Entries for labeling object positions
* Begin *

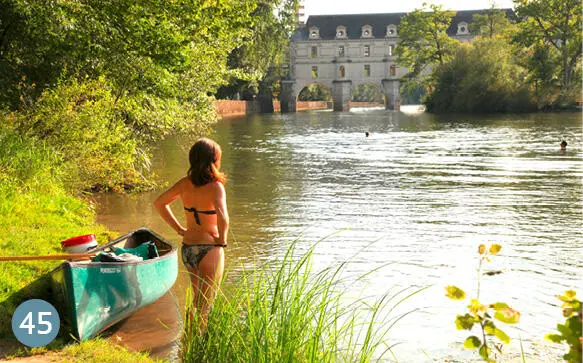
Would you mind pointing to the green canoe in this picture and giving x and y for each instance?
(92, 296)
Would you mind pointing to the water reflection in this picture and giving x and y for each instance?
(421, 192)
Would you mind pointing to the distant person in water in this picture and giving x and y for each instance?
(203, 196)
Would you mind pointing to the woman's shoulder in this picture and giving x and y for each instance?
(216, 186)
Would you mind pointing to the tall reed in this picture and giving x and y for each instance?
(283, 312)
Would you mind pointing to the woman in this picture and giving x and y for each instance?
(203, 196)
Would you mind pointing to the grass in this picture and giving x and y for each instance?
(36, 213)
(283, 312)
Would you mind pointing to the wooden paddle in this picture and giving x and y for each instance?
(69, 256)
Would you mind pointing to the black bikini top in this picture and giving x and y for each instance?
(197, 212)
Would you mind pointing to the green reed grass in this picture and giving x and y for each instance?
(284, 312)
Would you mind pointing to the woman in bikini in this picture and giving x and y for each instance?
(203, 196)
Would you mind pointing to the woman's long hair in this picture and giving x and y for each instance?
(205, 161)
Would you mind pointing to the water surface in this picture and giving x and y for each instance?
(416, 198)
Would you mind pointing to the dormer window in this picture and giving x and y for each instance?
(366, 31)
(341, 31)
(462, 28)
(314, 33)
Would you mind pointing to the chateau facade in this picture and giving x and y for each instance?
(342, 52)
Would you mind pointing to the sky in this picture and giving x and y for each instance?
(326, 7)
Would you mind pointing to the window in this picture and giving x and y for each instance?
(366, 31)
(314, 72)
(314, 33)
(391, 30)
(341, 31)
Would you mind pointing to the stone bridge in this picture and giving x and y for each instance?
(341, 52)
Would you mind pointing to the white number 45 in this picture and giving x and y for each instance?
(28, 324)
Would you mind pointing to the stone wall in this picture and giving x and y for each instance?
(234, 107)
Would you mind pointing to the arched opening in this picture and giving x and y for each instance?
(315, 92)
(367, 95)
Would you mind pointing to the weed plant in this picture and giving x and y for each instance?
(283, 312)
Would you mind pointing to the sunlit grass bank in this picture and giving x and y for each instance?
(284, 312)
(36, 212)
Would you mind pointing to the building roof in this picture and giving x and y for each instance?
(354, 22)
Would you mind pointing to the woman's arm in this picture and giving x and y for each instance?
(162, 204)
(220, 202)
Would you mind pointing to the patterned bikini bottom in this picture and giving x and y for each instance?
(193, 254)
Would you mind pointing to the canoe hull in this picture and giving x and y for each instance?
(93, 296)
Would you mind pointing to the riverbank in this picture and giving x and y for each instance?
(37, 213)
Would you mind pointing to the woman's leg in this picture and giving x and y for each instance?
(210, 273)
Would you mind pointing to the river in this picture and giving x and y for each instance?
(414, 199)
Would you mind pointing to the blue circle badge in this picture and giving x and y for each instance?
(35, 323)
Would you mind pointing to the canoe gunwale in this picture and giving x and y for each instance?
(172, 250)
(132, 239)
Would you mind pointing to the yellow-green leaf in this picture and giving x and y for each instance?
(495, 248)
(455, 293)
(507, 315)
(476, 307)
(498, 305)
(464, 322)
(502, 336)
(472, 342)
(555, 338)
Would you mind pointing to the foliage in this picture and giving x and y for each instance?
(482, 77)
(570, 331)
(367, 93)
(262, 54)
(37, 213)
(282, 312)
(424, 42)
(555, 24)
(484, 316)
(175, 49)
(315, 92)
(492, 22)
(97, 139)
(102, 81)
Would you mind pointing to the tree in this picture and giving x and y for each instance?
(557, 24)
(493, 21)
(261, 56)
(72, 70)
(172, 49)
(483, 77)
(424, 41)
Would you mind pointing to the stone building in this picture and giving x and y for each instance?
(341, 52)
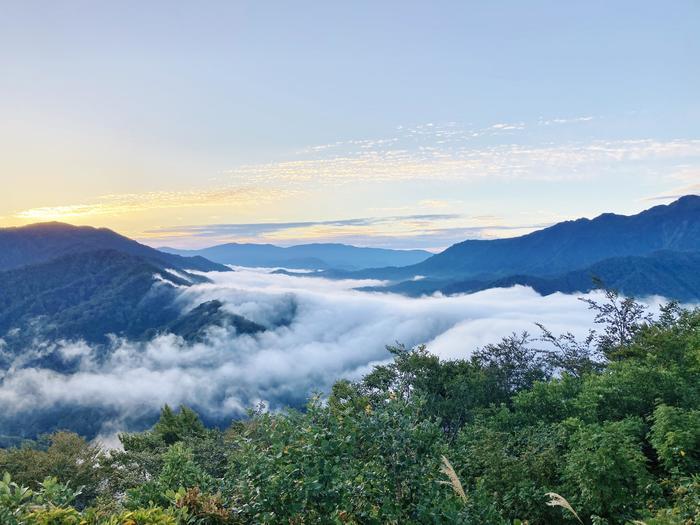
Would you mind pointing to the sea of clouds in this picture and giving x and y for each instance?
(318, 331)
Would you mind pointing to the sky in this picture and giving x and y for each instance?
(395, 123)
(337, 332)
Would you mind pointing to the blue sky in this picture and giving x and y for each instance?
(345, 121)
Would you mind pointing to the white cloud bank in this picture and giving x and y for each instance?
(319, 331)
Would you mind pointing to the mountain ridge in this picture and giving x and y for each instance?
(41, 242)
(311, 256)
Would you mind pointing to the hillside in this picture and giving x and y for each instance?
(38, 243)
(673, 275)
(315, 256)
(573, 244)
(564, 247)
(93, 294)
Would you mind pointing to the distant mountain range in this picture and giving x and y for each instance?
(65, 282)
(653, 252)
(316, 256)
(59, 281)
(38, 243)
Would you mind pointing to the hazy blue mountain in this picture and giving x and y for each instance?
(674, 275)
(572, 245)
(306, 256)
(42, 242)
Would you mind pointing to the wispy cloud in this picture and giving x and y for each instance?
(450, 153)
(113, 205)
(429, 231)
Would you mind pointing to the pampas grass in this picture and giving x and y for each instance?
(448, 470)
(555, 500)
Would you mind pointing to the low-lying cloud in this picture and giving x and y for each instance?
(318, 331)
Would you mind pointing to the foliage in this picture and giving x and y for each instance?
(606, 429)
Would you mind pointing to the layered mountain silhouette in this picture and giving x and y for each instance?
(652, 252)
(315, 256)
(42, 242)
(79, 283)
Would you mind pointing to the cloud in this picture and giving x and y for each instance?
(431, 231)
(687, 181)
(112, 205)
(452, 152)
(334, 332)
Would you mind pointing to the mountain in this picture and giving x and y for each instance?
(674, 275)
(563, 247)
(306, 256)
(38, 243)
(572, 245)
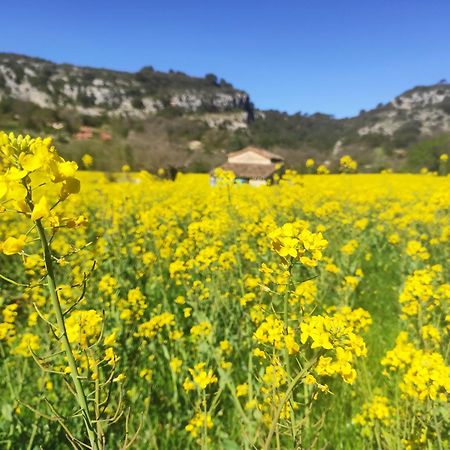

* End *

_Exercise details_
Return each line of the data above that contains the string "window".

_Output below_
Would you mind pointing to the dormer window in this picture and giving x and y for each instance?
Would you mind pointing to the window in this picture and giving x and y for each instance?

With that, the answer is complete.